━━ Supplied text ━━
No New Year's Eve party, a dry Berger Fountain and no riverfront toilets
The Minneapolis Park and Recreation Board will reduce maintenance along the Mississippi riverfront this summer, eliminate all chemical toilets, let Loring Park's Berger Fountain sit dry and cancel the Downtown New Year's Eve Party unless a sponsor comes forward to foot the bill.
The cuts were part of a $3.5 million package unanimously passed by the Park Board March 19. The board overhauled its previously approved 2003 budget anticipating the loss of state aid it needs to pay for programs and park upkeep this year.
Gov. Tim Pawlenty has proposed cuts in state support for regional parks and Local Government Aid -- money received by the city and shared with the parks, parks staff said.
"The impact of the state's budget deficit, coupled with our sluggish economy means that deep cuts must be made," said Board President Bob Fine.
The cuts are expected to continue next year. By the end of 2004, the Park Board anticipates having $9.1 million less tax money to support parks than it had in 2002, according to staff estimates. That translates to a 17 percent cut.
The Park Board had 2002 tax revenues of $52.3 million, said Don Siggelkow, assistant superintendent for finance. It expects tax revenues to drop to $47.2 million in 2003 and $43.2 million in 2004.
The Board got to its $3.5 million target by making lots of small cuts, like the $17,000 it saves by not paying for the New Year's Eve party, held last year on Nicollet Island. Ceasing operation of the Berger Fountain and four other fountains and water features saves $30,000 in water and maintenance costs.
The Park Board has had roughly 100 chemical toilets in 40 locations citywide, including the Downtown riverfront. Eliminating them saves $60,000, budget documents said.
The board also cut a summer teen jobs program that employed 240 youth called Teen Teamworks, saving $186,000. Schmidt said the kids did the park "polishing" -- picking up trash, sifting tot lot sand, raking shoreline debris, putting wood chips on shrub beds, and cleaning after neighborhood festivals.
The biggest single savings the Park Board got came from a hiring freeze. The Board will leave 27 jobs vacant, including eight arborists, three park keepers and three recreation coordinators, saving $1.5 million. That number could grow as more staff leave or retire.
━━━
━━ Exercise data ━━
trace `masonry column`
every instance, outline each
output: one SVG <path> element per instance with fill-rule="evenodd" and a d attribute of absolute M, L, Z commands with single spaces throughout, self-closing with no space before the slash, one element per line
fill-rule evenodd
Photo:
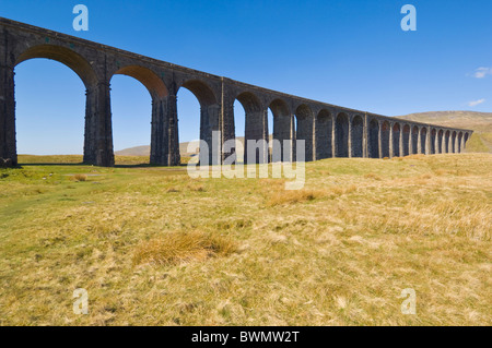
<path fill-rule="evenodd" d="M 0 65 L 0 158 L 17 164 L 13 67 Z"/>
<path fill-rule="evenodd" d="M 109 83 L 99 82 L 87 88 L 84 161 L 95 166 L 115 165 L 110 107 Z"/>

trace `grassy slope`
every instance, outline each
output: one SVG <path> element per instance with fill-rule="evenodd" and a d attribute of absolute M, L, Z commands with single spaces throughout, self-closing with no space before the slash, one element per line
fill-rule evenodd
<path fill-rule="evenodd" d="M 183 169 L 1 169 L 0 324 L 492 324 L 491 155 L 320 160 L 298 192 Z M 185 232 L 235 251 L 136 259 Z"/>
<path fill-rule="evenodd" d="M 492 112 L 434 111 L 399 116 L 399 118 L 473 130 L 475 133 L 467 143 L 467 152 L 492 153 Z"/>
━━━
### [About this exercise]
Can you retype the part of the Minneapolis park budget cuts article that opens with the words containing "The cuts are" and closes with "million in 2004."?

### [Response to the task]
The cuts are expected to continue next year. By the end of 2004, the Park Board anticipates having $9.1 million less tax money to support parks than it had in 2002, according to staff estimates. That translates to a 17 percent cut.
The Park Board had 2002 tax revenues of $52.3 million, said Don Siggelkow, assistant superintendent for finance. It expects tax revenues to drop to $47.2 million in 2003 and $43.2 million in 2004.